All lines in the data bearing the string "soccer" should be identified and copied.

Records to process: Begin

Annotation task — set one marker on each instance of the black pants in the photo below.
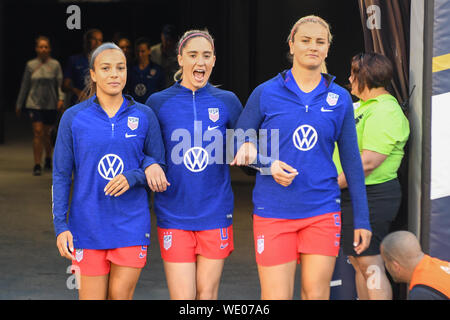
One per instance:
(384, 201)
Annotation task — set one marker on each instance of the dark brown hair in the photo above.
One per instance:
(371, 70)
(190, 34)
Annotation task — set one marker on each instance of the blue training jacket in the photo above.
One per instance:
(95, 148)
(193, 126)
(308, 130)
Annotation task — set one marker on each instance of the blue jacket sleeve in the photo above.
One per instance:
(63, 166)
(234, 107)
(352, 167)
(246, 129)
(153, 150)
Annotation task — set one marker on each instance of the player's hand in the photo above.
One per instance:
(246, 155)
(60, 105)
(283, 173)
(64, 242)
(117, 186)
(361, 240)
(156, 178)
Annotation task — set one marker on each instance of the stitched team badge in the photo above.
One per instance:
(79, 255)
(332, 98)
(260, 244)
(133, 123)
(213, 114)
(167, 241)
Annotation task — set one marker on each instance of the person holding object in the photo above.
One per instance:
(41, 95)
(296, 213)
(382, 131)
(194, 212)
(105, 142)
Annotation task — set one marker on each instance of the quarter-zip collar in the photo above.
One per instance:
(182, 88)
(329, 79)
(126, 104)
(286, 76)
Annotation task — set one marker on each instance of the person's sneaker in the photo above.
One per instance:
(37, 170)
(48, 164)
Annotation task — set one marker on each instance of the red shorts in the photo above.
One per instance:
(91, 262)
(184, 246)
(279, 241)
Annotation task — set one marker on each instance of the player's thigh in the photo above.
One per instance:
(277, 282)
(316, 274)
(181, 280)
(209, 272)
(122, 282)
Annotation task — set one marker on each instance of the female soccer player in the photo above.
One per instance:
(296, 205)
(105, 142)
(382, 131)
(195, 211)
(41, 95)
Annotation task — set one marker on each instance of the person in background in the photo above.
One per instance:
(164, 53)
(428, 277)
(76, 71)
(41, 95)
(382, 131)
(145, 76)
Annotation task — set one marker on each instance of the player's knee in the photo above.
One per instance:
(315, 292)
(207, 292)
(118, 293)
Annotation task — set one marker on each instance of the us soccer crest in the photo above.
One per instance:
(213, 114)
(260, 244)
(79, 254)
(332, 98)
(133, 123)
(167, 241)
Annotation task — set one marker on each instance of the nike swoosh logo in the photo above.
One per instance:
(130, 135)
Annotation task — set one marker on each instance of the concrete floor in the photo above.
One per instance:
(30, 264)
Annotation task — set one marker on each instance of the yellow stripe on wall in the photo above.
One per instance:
(441, 63)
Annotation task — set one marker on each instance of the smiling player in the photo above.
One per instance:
(194, 212)
(104, 142)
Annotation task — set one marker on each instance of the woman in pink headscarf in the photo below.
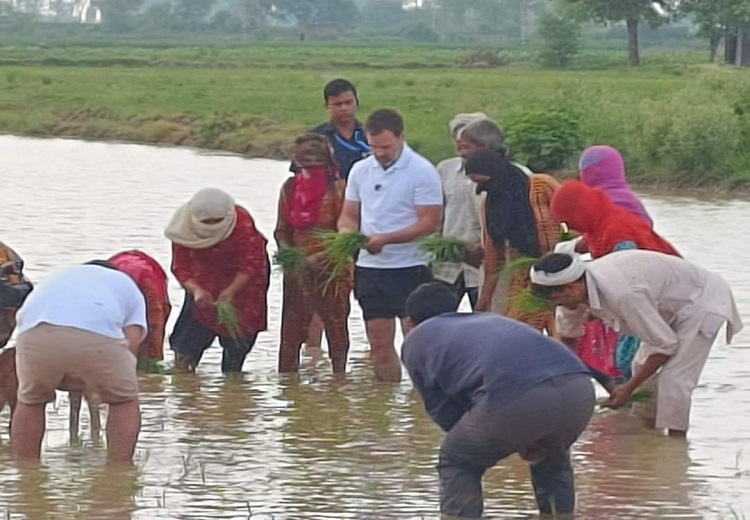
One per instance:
(602, 167)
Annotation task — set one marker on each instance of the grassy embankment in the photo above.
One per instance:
(676, 120)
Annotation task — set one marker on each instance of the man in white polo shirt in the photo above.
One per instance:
(394, 197)
(80, 328)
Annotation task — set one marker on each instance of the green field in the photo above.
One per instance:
(677, 120)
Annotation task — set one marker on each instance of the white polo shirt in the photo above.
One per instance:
(86, 297)
(388, 203)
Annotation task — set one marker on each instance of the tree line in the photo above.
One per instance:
(491, 21)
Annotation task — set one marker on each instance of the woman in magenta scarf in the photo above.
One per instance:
(602, 167)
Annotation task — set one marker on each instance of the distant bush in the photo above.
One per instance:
(560, 40)
(544, 139)
(420, 32)
(484, 58)
(698, 135)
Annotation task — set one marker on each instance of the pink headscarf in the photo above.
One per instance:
(602, 167)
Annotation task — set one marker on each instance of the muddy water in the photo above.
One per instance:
(264, 447)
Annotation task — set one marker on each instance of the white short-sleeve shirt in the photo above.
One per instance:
(388, 201)
(87, 297)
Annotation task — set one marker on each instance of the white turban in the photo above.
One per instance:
(568, 247)
(187, 227)
(461, 120)
(570, 274)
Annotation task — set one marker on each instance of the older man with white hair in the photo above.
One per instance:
(462, 218)
(673, 306)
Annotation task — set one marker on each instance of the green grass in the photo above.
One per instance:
(254, 99)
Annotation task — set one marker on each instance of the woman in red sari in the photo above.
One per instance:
(152, 281)
(606, 228)
(217, 254)
(311, 201)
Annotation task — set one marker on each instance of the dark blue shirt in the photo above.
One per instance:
(345, 151)
(459, 360)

Records to process: End

## Exercise output
Annotation task — set one marker on each instance of the female soccer player in the photo above.
Annotation task — set one marker on each instance of the us soccer crest in the photo above.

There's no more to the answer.